Image object location listing
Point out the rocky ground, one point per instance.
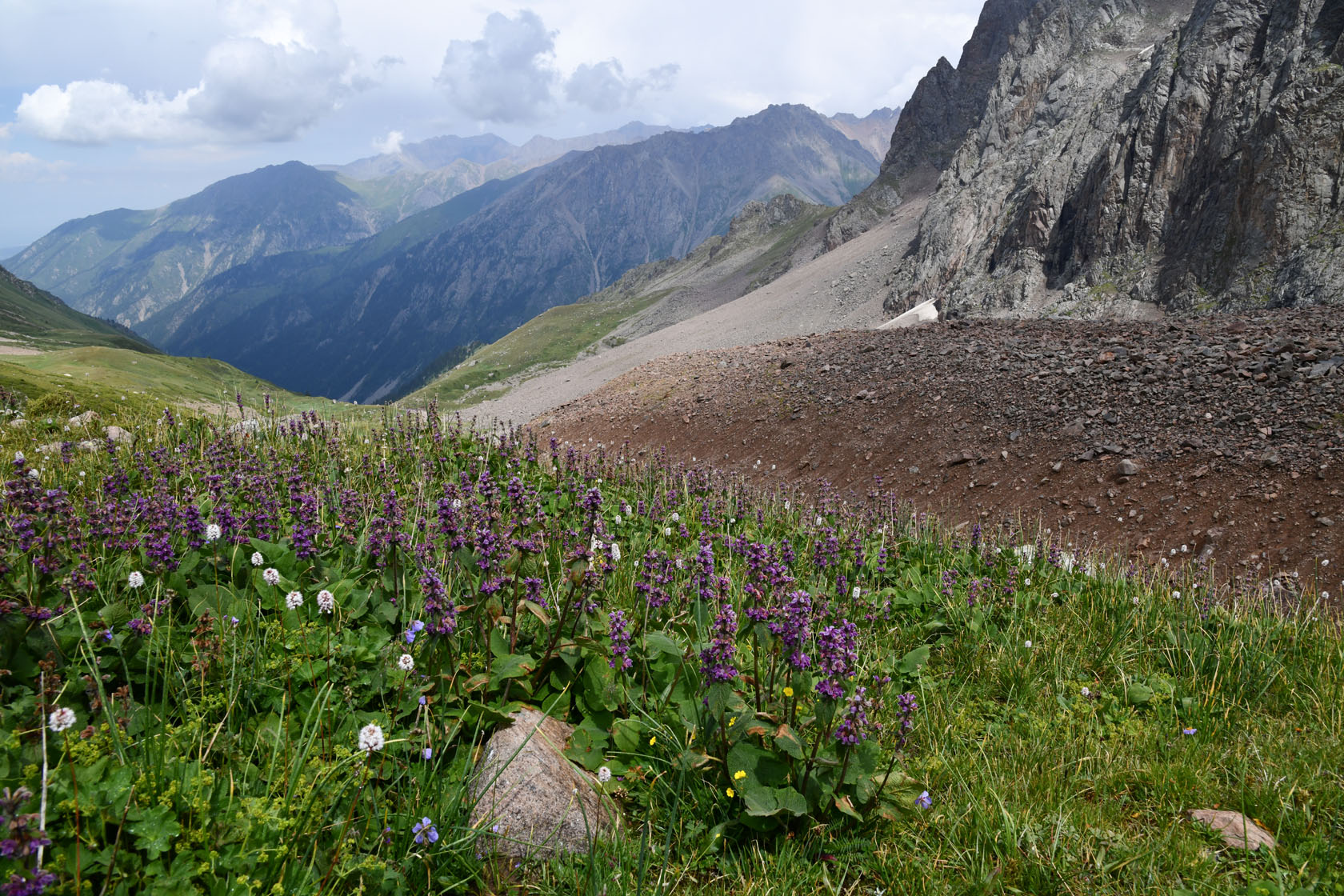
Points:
(1218, 438)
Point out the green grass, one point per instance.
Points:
(97, 378)
(34, 318)
(227, 763)
(554, 338)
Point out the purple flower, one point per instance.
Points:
(906, 710)
(794, 626)
(620, 634)
(717, 660)
(838, 652)
(855, 724)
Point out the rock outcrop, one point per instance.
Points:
(530, 799)
(1110, 158)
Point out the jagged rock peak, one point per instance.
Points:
(1126, 154)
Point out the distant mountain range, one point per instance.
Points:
(128, 263)
(132, 265)
(362, 322)
(422, 175)
(31, 314)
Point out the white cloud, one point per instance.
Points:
(391, 142)
(21, 167)
(507, 74)
(510, 75)
(604, 87)
(282, 67)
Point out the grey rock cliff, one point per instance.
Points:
(1126, 156)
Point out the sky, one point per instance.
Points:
(108, 104)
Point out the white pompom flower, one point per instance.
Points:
(61, 719)
(371, 738)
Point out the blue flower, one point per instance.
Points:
(425, 830)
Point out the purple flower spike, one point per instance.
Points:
(717, 660)
(620, 634)
(838, 652)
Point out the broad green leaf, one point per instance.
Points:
(786, 741)
(913, 660)
(511, 666)
(662, 642)
(626, 735)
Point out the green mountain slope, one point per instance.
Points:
(761, 245)
(130, 265)
(569, 231)
(37, 318)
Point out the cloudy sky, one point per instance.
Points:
(136, 102)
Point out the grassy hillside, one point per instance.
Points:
(551, 338)
(34, 318)
(750, 255)
(108, 379)
(278, 670)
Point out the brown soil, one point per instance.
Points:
(1235, 425)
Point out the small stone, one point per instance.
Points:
(1237, 829)
(537, 798)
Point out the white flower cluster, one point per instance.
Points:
(61, 719)
(371, 738)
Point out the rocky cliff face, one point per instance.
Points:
(1126, 154)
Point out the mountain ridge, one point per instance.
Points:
(585, 221)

_Aim_
Rewrite every line of the listing above as a numbered list, leaving out blank lines and the picture line.

_Complete response_
1. Point out the rocky ground, one point per instance.
2. Points:
3. (1218, 438)
4. Point out the green grass, one point per instance.
5. Points:
6. (97, 378)
7. (34, 318)
8. (227, 763)
9. (554, 338)
10. Point out the purple flower, one point per instance.
11. Points:
12. (906, 710)
13. (794, 626)
14. (620, 634)
15. (717, 660)
16. (838, 652)
17. (855, 724)
18. Point out the rock outcrop, one point per instance.
19. Points:
20. (530, 799)
21. (1110, 158)
22. Point out the jagged rock peak, one point per instance.
23. Points:
24. (1126, 154)
25. Point out the distant mountain range, one point per instance.
26. Points:
27. (128, 263)
28. (132, 265)
29. (362, 322)
30. (422, 175)
31. (31, 314)
32. Point out the white cloud, one point per instance.
33. Points:
34. (391, 142)
35. (21, 167)
36. (507, 74)
37. (510, 75)
38. (604, 87)
39. (282, 67)
40. Point out the grey rock cliff, one point per instance.
41. Points:
42. (1126, 156)
43. Point out the sky, one point per instance.
44. Points:
45. (108, 104)
46. Point out the white pompom flower, one point per instance.
47. Points:
48. (61, 719)
49. (371, 738)
50. Point out the blue flower, one point per instance.
51. Points:
52. (425, 830)
53. Point out the purple flower spike, one point per instance.
54. Points:
55. (717, 660)
56. (620, 634)
57. (838, 652)
58. Point out the broad green leaf, one point per instance.
59. Points:
60. (786, 741)
61. (913, 660)
62. (511, 666)
63. (662, 642)
64. (626, 735)
65. Point out the green mountain slope, one point per instance.
66. Points:
67. (761, 245)
68. (130, 265)
69. (569, 231)
70. (37, 318)
71. Point out the cloudy sky, one point per instance.
72. Points:
73. (136, 102)
74. Point out the grassy hillside, one point per instance.
75. Points:
76. (551, 338)
77. (34, 318)
78. (750, 255)
79. (108, 379)
80. (278, 670)
81. Point out the brown soil, one point per instance.
82. Points:
83. (1235, 425)
84. Point out the small stone, one point per instance.
85. Points:
86. (1237, 829)
87. (537, 798)
88. Point out the white flower cluster, one point per instance.
89. Points:
90. (61, 719)
91. (371, 738)
92. Point out the rocky cliff face, one point per instance.
93. Points:
94. (1126, 154)
95. Point out the mountain ridge, one point per instance.
96. Points:
97. (585, 221)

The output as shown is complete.